**TEXTE À LIRE**
"""

Après sa sortie hasardeuse pour tenter de justifier » le placement » de l’Adéma, aux allures de groupement d’intérêt économique, dans la mouvance présidentielle, le Pr Ali Nouhoun Diallo vient d’essuyer les quatre vérités de l’ex-président intérimaire de l’Adéma, M. Ibrahima N’Diaye dit Iba qui, dans une interview historique dans » L’Aube » du 13 février 2014, nous donne raison pour dire que l’Adéma devait plutôt s’assumer et aller à l’opposition. Suivez ce duel à distance.
Pour cette sortie dans le journal du Parlement, le Pr Ali Nouhoun Diallo a déclaré : » Il a été largement dit qu’après avoir géré le pays pendant 10 ans, avoir eu un candidat au second tour de l’élection présidentielle en 2002 et avoir été battu, le Parti africain pour la solidarité et la justice (ADEMA/PASJ) devait aller à l’opposition. Autant en 2002 je comprenais qu’une partie de la classe politique et une partie de la société civile disent que la place de l’ADEMA/PASJ devrait être à l’opposition. Autant, aujourd’hui, je comprends moins bien cette tendance à traiter les membres du parti d’hommes qui ont peur d’aller à l’opposition, qui ne veulent qu’être proches du pouvoir. Donc, qui veulent, à tout prix, être près du plat national, autour de la table. Je comprends moins bien cela, cette fois-ci. A mon avis, pour dire qu’on va à l’opposition, on doit se dire: on s’oppose à quoi? On s’oppose à un homme, à un groupe d’hommes. On va à l’opposition, parce qu’on a été trop longtemps au pouvoir ou aux côtés du pouvoir. On s’oppose à des idées, à un projet de société, à un programme. C’est très clair dans ma tête qu’on s’oppose à des idées avec lesquelles on n’est pas d’accord, à un projet de société et à un programme. Il se trouve qu’IBK et le RPM, dans son ensemble, disent qu’ils sont des socio-démocrates, qu’ils sont de l’Internationale Socialiste. Pendant six ans, IBK était le président du Parti africain pour la solidarité et la justice. C’est à ce titre qu’il a représenté le parti à l’Internationale Socialiste. Et ceci a naturellement facilité qu’il reste très lié à l’Internationale Socialiste et que le parti qu’il a créé aussi demande son adhésion à l’Internationale Socialiste. Nous ne pouvons pas dire que nous partageons les valeurs sociales démocrates sur le plan international et que sur le plan intérieur, nous voulons appliquer un programme social démocrate et dire que nous allons à l’opposition. Ce sont des choses que je ne comprends pas. Pour moi, c’est manquer d’esprit de suite. Si tant est qu’on se bat pour des idées, sur la base des projets de société et des programmes « .

"""

**EXERCICE PROPOSÉ 1**
Modifiez, s'il vous plaît, le passage de l'article sur l'Adéma qui va de « Après sa sortie » jusqu'à « duel à distance. », en mettant « ADEMA/PASJ » à la place de « Adéma ».
**EXERCICE PROPOSÉ 2**
Répondez à ces questions sur l'article consacré à l'Adéma :
(a) Dans quel journal et à quelle date l'interview d'Ibrahima N'Diaye a-t-elle paru ?
(b) Combien d'années IBK a-t-il présidé le Parti africain pour la solidarité et la justice ?
(c) En quelle année le parti a-t-il eu un candidat au second tour de l'élection présidentielle ?
Les lignes présentées après l'article forment un matériau à part, sans lien avec lui.

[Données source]

"""

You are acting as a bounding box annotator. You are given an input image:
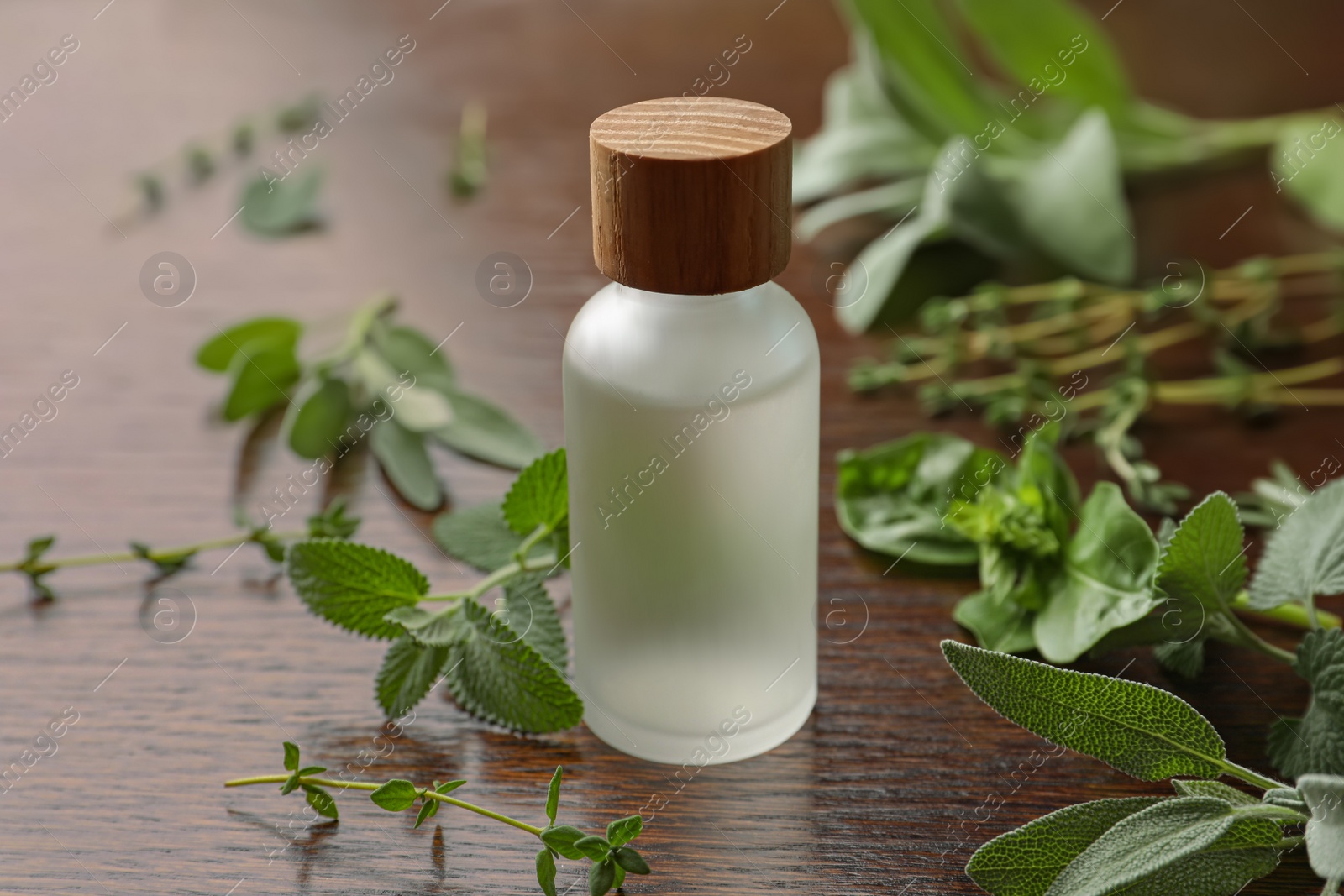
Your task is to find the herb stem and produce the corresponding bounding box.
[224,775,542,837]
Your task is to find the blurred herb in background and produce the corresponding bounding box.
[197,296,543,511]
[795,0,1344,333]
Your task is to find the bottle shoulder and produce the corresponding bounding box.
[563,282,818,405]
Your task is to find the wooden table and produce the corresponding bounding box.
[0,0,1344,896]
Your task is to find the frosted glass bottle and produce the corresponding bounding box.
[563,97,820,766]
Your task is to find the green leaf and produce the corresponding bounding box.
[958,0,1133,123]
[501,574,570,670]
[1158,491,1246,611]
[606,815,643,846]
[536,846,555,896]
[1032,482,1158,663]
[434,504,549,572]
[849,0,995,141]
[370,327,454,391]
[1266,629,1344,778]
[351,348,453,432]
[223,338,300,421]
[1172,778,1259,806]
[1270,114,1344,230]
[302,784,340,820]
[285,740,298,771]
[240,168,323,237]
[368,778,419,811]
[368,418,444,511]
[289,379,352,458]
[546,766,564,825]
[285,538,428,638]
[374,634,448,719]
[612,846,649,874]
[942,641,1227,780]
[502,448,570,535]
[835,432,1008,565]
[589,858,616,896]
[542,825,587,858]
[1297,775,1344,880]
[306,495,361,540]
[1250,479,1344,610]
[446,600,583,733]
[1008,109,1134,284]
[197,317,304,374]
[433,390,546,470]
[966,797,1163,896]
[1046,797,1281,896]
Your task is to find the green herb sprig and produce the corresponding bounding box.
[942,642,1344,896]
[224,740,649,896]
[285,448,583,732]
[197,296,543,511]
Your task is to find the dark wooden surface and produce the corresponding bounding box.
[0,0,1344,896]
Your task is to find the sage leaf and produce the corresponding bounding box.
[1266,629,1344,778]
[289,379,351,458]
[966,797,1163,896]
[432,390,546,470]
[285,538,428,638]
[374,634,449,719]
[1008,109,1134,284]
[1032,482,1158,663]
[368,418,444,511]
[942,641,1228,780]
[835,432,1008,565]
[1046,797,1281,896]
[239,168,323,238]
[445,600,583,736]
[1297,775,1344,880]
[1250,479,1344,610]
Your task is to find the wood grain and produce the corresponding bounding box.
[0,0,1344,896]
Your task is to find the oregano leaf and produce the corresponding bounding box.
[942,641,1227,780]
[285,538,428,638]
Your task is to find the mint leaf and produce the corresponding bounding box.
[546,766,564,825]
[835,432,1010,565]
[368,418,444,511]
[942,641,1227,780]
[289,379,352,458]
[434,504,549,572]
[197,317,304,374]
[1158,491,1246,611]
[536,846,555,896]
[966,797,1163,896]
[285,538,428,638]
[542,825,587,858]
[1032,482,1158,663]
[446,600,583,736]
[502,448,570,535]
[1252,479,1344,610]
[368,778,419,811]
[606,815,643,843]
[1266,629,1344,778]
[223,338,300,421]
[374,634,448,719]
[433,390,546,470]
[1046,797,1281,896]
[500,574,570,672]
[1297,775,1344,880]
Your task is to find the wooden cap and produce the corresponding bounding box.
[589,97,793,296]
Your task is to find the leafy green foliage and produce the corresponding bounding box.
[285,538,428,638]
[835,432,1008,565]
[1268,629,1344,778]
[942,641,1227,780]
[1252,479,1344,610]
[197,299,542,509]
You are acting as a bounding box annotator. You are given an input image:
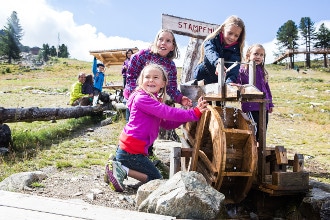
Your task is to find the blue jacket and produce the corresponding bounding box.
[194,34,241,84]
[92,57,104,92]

"""

**BONNE RÉPONSE 1**
Après sa sortie hasardeuse pour tenter de justifier » le placement » de l’ADEMA/PASJ, aux allures de groupement d’intérêt économique, dans la mouvance présidentielle, le Pr Ali Nouhoun Diallo vient d’essuyer les quatre vérités de l’ex-président intérimaire de l’ADEMA/PASJ, M. Ibrahima N’Diaye dit Iba qui, dans une interview historique dans » L’Aube » du 13 février 2014, nous donne raison pour dire que l’ADEMA/PASJ devait plutôt s’assumer et aller à l’opposition. Suivez ce duel à distance.

**BONNE RÉPONSE 2**
(a) Dans « L'Aube » du 13 février 2014.
(b) Six ans.
(c) En 2002.